▶ [检测标注记录]
* * *

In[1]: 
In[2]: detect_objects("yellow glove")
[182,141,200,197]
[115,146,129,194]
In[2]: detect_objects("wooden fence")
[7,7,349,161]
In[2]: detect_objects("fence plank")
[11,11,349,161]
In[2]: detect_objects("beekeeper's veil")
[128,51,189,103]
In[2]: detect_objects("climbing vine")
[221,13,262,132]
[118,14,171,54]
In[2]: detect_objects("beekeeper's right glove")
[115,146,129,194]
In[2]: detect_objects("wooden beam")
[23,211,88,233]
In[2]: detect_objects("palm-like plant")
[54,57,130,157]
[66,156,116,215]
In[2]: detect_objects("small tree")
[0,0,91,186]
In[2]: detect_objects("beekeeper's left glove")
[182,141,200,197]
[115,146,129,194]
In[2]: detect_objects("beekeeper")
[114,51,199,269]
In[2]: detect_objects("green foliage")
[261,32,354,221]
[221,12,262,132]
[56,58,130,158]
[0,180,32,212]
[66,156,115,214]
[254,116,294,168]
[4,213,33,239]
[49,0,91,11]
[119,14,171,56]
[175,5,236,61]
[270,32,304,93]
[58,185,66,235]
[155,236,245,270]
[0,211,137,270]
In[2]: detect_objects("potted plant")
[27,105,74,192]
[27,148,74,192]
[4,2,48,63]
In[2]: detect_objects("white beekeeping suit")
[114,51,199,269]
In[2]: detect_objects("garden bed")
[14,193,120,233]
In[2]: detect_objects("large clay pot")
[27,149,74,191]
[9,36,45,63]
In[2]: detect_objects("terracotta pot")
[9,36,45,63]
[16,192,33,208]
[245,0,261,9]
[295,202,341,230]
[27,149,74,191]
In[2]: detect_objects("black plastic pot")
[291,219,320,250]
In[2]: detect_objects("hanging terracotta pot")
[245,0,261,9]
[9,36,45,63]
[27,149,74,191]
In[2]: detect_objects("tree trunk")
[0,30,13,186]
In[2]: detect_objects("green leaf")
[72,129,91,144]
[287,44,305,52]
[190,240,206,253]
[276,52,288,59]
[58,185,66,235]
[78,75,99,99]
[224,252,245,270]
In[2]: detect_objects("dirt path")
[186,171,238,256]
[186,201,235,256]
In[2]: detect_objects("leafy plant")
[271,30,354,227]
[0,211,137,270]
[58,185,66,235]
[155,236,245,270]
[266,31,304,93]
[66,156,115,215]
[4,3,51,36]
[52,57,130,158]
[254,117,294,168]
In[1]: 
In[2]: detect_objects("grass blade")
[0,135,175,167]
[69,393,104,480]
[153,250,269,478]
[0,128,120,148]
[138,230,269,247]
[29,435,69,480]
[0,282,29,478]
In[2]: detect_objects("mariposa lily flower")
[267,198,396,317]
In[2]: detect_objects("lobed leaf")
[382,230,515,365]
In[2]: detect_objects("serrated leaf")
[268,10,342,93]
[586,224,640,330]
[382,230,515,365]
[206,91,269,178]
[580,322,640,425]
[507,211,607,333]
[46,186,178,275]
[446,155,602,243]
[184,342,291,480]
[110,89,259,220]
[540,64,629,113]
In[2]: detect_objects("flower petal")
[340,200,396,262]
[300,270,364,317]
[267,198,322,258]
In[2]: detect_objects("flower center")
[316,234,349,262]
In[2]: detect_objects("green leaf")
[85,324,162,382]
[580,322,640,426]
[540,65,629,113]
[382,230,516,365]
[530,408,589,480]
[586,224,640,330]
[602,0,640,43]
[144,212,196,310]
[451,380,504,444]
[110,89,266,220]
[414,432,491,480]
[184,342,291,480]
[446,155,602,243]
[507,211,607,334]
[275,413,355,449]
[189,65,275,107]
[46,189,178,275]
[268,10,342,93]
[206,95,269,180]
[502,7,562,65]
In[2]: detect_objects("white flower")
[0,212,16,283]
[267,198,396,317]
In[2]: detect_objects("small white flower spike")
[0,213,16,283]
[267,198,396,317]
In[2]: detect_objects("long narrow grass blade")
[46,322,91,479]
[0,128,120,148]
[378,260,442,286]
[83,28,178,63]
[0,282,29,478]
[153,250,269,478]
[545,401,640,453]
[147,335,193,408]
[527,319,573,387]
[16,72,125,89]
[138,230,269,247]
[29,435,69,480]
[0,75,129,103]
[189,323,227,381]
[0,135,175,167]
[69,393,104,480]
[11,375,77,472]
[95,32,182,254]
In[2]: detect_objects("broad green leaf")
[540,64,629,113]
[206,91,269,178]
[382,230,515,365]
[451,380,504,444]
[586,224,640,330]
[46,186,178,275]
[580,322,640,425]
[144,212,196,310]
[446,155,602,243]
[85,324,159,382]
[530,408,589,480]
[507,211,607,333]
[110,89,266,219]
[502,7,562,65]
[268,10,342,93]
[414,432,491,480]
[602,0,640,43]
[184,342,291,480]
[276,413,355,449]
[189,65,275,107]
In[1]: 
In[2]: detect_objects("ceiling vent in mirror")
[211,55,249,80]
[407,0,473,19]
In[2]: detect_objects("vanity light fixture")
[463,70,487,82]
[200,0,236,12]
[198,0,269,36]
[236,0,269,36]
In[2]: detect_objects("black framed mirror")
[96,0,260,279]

* * *

▶ [任务说明]
请找出上面记录中所有含有字符串“mirror”的行，并把这些行逐一照抄下来，匹配时区分大小写。

▶ [参考解答]
In[2]: detect_objects("ceiling vent in mirror")
In[2]: detect_objects("black framed mirror")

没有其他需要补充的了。